START Data for processing
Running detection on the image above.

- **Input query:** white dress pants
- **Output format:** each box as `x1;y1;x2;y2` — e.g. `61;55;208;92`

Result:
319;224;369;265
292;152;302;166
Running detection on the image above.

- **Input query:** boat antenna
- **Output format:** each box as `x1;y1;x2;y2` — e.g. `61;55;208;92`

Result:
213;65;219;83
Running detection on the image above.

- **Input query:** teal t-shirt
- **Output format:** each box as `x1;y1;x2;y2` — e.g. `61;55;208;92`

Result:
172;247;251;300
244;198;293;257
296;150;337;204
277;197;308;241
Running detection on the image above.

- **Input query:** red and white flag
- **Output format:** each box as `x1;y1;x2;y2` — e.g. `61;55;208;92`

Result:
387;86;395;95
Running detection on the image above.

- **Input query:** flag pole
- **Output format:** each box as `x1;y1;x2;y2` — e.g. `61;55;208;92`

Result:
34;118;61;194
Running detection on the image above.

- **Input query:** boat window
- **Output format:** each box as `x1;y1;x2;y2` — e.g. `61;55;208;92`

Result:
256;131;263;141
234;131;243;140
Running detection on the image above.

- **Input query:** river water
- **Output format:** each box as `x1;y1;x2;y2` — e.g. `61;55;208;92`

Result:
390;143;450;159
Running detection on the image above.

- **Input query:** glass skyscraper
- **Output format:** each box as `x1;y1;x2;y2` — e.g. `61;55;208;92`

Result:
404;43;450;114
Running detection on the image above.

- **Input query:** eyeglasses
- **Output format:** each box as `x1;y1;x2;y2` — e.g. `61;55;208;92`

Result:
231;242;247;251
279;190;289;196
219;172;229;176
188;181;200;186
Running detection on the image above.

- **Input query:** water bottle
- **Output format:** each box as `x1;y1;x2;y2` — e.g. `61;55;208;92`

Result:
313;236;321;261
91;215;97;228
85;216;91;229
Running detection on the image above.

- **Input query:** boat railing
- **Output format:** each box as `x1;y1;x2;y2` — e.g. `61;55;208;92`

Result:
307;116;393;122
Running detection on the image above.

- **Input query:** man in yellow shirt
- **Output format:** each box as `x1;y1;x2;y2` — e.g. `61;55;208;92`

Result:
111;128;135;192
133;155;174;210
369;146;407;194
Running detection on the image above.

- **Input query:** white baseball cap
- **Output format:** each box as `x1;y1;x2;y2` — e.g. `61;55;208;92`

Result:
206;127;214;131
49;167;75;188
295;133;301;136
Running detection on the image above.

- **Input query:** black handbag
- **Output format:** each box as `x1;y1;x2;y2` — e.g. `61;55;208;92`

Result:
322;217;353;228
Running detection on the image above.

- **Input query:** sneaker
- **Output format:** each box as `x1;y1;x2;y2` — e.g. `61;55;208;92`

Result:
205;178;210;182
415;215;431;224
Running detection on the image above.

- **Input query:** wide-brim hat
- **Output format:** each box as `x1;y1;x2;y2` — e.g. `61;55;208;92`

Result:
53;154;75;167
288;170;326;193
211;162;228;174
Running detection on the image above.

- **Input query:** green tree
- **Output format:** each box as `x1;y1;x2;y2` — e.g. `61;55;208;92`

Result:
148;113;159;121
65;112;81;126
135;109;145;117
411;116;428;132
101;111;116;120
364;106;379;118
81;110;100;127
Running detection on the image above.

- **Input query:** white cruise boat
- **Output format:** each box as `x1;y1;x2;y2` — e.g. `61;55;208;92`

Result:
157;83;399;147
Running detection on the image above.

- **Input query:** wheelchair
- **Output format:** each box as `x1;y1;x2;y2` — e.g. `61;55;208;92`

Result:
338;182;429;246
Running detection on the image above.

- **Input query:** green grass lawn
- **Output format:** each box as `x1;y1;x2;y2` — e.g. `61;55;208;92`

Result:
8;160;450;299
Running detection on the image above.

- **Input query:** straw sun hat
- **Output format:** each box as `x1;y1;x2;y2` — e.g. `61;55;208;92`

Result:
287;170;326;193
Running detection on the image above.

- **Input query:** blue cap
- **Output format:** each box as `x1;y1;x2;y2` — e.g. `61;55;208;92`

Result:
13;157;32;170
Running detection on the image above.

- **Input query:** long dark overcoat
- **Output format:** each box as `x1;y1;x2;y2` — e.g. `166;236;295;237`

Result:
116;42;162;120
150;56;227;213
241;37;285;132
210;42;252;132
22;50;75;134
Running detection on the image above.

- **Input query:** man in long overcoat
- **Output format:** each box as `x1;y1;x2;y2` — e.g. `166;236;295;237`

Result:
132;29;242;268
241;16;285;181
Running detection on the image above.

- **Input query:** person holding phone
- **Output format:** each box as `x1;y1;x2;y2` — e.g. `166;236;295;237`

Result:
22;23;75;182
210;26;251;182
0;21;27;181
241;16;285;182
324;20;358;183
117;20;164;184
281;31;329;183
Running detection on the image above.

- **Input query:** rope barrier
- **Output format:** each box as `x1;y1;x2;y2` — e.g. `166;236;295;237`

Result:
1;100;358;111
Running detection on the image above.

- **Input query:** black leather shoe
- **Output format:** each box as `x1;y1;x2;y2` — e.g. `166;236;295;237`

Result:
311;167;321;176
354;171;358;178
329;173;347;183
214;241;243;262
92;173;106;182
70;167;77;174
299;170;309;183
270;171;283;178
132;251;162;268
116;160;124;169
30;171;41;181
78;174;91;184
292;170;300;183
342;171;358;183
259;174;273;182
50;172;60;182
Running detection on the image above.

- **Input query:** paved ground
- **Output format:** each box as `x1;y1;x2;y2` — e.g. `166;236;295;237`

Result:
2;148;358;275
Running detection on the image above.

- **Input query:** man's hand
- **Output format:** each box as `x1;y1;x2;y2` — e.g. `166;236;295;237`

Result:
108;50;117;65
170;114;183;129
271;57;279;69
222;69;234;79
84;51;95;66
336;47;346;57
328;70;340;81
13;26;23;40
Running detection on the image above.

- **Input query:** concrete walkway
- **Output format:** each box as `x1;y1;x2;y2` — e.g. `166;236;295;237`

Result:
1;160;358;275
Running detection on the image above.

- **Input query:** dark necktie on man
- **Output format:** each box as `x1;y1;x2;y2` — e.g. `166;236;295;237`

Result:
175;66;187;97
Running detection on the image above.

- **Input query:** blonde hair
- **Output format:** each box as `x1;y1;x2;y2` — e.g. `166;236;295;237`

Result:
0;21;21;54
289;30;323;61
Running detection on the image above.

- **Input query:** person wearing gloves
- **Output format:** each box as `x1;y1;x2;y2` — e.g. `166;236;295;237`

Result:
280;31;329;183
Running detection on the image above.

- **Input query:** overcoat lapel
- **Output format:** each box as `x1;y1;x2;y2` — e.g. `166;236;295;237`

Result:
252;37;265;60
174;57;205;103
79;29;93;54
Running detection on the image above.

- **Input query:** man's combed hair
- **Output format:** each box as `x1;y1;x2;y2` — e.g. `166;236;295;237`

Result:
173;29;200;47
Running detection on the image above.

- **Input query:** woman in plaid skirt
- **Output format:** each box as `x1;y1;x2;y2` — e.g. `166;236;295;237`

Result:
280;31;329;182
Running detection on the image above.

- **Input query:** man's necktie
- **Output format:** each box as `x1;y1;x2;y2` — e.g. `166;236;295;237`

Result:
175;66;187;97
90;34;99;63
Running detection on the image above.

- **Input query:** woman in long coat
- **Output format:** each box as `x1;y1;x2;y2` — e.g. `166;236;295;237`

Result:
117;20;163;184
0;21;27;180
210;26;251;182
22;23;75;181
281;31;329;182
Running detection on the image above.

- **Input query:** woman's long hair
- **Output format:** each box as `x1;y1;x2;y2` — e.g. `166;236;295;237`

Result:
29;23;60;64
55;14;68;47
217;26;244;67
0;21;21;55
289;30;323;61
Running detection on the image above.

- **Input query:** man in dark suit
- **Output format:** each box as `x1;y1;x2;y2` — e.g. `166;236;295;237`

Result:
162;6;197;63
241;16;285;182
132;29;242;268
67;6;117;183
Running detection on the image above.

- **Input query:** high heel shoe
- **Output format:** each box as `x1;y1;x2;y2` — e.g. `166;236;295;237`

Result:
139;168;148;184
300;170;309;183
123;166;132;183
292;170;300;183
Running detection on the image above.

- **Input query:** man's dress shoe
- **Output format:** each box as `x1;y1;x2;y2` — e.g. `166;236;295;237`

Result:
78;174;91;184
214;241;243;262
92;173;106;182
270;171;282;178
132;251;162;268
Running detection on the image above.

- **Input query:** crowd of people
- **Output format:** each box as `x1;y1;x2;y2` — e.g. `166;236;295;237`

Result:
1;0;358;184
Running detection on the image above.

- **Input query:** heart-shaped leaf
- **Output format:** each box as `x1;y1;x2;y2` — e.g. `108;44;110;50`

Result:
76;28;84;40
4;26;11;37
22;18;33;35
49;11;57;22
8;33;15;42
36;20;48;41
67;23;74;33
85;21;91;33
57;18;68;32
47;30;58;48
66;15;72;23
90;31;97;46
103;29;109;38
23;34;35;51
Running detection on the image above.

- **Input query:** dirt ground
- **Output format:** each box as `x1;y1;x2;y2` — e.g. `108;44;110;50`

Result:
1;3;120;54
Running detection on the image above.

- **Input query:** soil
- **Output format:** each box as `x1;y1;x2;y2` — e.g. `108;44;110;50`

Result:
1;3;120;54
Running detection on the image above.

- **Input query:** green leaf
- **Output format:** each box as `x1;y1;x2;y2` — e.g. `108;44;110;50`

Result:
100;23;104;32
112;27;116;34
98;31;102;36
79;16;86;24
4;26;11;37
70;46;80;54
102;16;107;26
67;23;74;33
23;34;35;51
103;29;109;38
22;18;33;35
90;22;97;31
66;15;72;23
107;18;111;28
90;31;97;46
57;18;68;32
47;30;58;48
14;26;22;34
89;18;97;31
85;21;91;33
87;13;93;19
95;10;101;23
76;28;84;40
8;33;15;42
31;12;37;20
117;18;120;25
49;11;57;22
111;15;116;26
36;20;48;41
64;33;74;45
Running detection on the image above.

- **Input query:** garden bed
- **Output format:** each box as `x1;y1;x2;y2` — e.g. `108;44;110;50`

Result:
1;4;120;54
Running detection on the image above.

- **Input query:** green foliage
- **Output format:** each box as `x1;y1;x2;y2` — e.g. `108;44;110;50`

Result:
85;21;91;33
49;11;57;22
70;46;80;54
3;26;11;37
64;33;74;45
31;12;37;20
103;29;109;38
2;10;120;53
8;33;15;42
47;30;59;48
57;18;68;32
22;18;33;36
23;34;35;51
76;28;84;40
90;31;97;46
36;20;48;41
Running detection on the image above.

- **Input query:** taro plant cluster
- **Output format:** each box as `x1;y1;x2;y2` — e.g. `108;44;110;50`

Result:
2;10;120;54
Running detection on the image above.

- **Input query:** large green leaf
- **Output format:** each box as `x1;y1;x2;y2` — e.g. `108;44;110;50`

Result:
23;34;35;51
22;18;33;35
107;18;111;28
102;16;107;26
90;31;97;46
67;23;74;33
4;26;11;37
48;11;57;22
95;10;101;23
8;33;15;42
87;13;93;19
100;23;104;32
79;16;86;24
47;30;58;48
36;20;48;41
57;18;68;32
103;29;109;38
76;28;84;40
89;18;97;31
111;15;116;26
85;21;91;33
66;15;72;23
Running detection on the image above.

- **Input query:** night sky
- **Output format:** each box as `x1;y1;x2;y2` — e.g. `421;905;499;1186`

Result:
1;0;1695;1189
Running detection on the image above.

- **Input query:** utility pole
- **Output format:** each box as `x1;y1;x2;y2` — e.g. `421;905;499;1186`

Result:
END Data for processing
# Exercise
All lines that hold the word "white" should be copied from the data.

# Response to the task
- **Input query:** white dress pants
- **Input query:** red and white flag
- **Input query:** white baseball cap
- **Input query:** white cruise boat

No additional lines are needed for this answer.